──────── Provided information ────────

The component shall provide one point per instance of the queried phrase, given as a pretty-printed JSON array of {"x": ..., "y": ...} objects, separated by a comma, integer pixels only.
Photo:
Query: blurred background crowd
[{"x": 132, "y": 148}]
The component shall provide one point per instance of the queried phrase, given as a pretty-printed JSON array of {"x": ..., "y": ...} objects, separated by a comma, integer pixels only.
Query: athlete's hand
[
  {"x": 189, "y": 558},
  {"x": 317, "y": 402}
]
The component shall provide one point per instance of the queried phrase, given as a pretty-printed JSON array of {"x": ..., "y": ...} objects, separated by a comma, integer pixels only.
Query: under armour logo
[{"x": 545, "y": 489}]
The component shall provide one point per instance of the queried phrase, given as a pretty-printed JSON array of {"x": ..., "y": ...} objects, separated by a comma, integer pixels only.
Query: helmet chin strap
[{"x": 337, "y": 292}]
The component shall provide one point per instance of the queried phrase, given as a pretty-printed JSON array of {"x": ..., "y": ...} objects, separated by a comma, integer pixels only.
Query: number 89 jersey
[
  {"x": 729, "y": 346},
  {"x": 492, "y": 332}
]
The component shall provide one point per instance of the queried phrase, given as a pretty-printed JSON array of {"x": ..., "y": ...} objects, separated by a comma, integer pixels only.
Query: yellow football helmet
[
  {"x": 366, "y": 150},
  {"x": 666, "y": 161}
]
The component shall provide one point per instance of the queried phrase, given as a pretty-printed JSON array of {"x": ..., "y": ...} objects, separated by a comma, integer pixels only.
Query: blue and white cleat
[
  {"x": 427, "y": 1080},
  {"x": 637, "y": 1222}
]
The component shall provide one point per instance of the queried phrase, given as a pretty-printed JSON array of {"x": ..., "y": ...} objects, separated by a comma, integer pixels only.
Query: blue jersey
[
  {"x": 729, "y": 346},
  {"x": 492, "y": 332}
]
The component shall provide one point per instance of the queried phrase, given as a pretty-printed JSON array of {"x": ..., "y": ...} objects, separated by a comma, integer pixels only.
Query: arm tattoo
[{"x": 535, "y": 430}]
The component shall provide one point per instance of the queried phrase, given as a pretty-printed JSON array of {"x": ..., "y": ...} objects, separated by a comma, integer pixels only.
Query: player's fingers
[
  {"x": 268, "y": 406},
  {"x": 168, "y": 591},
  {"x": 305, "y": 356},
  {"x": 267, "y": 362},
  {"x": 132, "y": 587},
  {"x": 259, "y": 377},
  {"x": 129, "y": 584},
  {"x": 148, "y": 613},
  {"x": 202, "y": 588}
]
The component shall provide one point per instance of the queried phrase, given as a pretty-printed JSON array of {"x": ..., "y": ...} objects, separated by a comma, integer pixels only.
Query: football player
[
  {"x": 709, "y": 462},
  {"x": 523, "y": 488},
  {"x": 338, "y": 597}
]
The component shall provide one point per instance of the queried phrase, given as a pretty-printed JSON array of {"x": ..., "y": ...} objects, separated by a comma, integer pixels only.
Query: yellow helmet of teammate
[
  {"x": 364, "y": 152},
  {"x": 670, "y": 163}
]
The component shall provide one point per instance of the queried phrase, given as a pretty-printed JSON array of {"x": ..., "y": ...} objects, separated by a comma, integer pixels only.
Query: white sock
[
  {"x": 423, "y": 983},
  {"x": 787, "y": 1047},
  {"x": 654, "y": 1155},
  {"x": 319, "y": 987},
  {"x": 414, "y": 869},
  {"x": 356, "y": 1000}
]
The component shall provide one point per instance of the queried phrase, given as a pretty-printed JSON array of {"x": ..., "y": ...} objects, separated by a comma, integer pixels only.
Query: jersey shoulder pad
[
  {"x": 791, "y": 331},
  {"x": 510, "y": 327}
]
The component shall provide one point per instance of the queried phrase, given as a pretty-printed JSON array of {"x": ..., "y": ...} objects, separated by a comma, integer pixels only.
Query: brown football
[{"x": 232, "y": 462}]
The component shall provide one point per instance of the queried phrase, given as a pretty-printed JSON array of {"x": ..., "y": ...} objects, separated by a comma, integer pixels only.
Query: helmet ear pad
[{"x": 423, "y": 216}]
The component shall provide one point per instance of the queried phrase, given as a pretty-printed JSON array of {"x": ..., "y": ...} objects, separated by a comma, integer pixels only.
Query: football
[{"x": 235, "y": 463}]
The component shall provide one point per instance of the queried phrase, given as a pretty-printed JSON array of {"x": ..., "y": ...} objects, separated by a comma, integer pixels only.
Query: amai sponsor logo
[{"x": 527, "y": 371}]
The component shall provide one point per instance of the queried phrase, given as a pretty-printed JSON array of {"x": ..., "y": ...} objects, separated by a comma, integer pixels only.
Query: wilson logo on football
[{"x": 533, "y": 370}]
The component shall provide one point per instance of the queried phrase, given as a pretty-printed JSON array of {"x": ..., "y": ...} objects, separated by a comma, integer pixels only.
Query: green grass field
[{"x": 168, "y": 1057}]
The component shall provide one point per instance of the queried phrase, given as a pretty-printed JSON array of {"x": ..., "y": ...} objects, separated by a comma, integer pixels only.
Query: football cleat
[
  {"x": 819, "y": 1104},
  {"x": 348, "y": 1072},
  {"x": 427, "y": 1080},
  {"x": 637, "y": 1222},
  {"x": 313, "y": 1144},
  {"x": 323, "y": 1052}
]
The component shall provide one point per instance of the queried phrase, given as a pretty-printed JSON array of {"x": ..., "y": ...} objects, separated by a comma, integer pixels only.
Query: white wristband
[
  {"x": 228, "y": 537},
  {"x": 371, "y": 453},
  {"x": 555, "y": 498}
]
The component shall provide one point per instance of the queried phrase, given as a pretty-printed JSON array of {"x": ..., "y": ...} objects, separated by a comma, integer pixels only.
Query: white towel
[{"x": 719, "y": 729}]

────────
──────── Provided information ────────

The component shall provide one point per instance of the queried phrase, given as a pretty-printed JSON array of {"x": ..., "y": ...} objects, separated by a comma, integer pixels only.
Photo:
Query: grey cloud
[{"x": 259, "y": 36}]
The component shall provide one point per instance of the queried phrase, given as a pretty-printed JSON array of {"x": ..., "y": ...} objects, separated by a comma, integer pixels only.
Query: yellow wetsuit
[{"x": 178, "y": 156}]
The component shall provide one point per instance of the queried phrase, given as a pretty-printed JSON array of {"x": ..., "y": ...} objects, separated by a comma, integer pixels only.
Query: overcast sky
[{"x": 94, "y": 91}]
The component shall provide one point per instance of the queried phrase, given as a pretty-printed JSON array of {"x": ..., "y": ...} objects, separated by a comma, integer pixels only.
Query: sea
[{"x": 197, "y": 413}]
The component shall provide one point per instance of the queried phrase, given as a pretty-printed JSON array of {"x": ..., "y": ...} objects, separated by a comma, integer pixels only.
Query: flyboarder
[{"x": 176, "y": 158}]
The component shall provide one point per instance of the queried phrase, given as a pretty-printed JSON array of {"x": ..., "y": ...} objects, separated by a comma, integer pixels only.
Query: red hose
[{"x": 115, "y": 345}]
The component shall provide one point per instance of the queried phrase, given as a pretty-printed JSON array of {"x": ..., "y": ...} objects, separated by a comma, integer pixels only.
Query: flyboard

────────
──────── Provided information ────────

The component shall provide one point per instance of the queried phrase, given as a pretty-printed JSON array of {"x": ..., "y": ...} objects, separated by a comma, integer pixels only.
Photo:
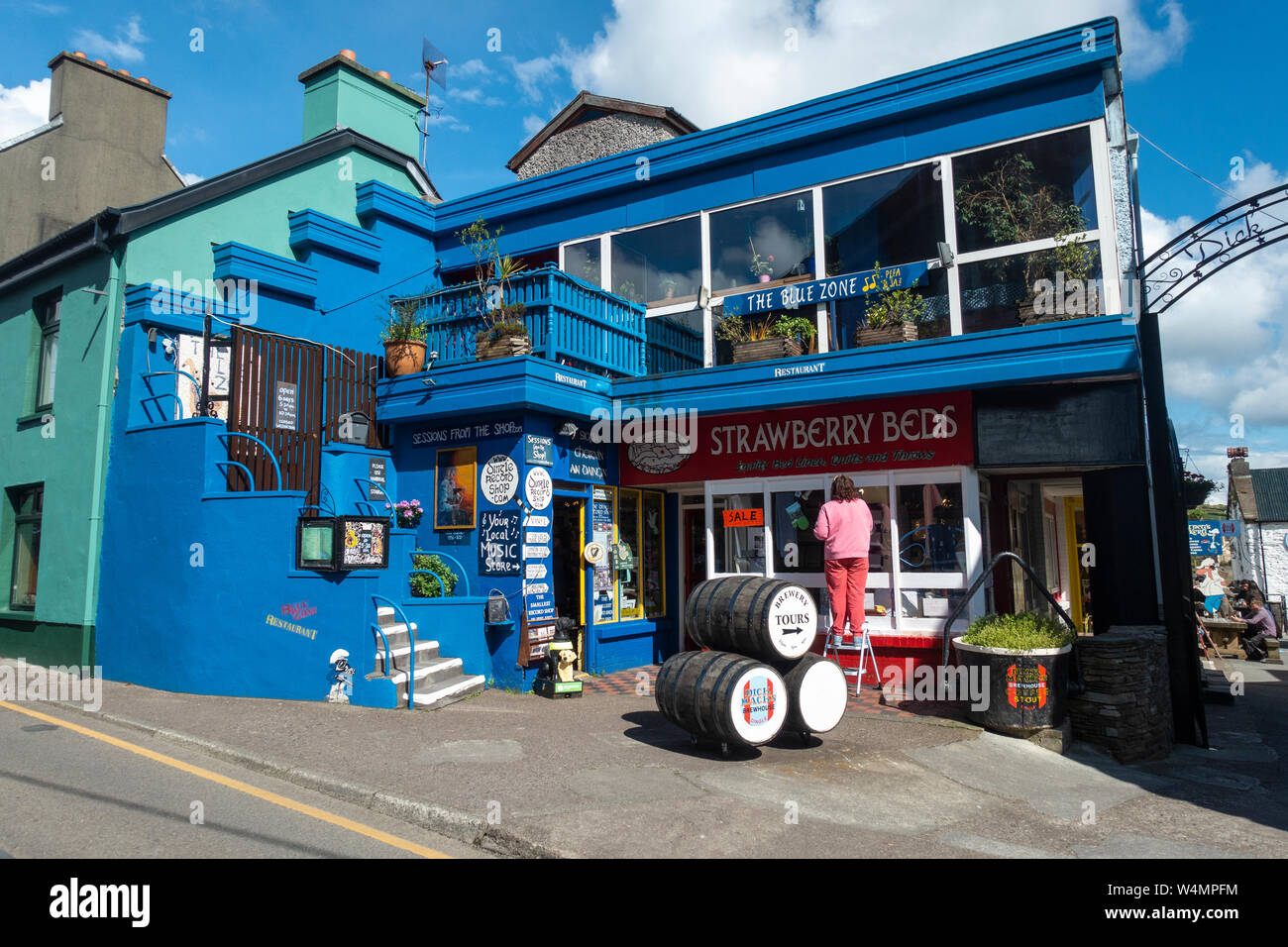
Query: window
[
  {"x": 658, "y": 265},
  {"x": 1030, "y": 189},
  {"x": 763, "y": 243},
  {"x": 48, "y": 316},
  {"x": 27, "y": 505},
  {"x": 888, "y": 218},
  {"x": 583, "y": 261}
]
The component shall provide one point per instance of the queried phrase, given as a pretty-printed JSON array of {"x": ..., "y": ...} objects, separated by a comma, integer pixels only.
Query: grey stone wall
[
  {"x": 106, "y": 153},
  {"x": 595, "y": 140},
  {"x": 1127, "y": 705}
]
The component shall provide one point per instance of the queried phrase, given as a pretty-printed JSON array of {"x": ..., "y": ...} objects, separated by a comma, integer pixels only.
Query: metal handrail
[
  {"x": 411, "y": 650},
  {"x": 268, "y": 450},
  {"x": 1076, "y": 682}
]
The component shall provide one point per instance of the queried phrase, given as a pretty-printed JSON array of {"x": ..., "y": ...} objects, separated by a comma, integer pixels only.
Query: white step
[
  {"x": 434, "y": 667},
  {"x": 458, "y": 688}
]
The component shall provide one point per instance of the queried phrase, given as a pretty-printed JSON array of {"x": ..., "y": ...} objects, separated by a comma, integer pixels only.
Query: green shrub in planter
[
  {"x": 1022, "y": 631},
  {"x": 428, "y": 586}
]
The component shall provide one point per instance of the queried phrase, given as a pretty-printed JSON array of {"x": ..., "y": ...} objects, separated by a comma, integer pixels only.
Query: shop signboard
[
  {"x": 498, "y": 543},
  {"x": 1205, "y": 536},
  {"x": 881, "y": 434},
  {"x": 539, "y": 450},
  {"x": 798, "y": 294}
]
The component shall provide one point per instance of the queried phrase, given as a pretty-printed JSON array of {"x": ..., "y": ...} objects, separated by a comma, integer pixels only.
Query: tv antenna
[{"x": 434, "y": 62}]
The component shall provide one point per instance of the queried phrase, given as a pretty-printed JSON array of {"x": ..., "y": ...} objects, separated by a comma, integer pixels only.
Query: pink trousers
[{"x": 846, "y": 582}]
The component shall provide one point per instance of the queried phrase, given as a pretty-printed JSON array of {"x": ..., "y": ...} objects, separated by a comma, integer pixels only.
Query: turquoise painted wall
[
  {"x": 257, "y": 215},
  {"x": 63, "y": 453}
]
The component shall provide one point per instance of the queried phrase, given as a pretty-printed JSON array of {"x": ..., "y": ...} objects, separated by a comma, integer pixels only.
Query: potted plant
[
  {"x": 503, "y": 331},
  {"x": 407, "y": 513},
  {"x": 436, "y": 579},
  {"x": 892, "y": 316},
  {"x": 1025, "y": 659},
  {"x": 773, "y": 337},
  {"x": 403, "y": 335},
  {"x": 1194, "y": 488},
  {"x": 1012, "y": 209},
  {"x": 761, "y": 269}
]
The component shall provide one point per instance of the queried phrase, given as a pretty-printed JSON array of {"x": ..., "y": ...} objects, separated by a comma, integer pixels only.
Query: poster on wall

────────

Problem to solve. Return each line from the items above in which the word "player" appears.

Result for this task.
Query: player's fingers
Query: football player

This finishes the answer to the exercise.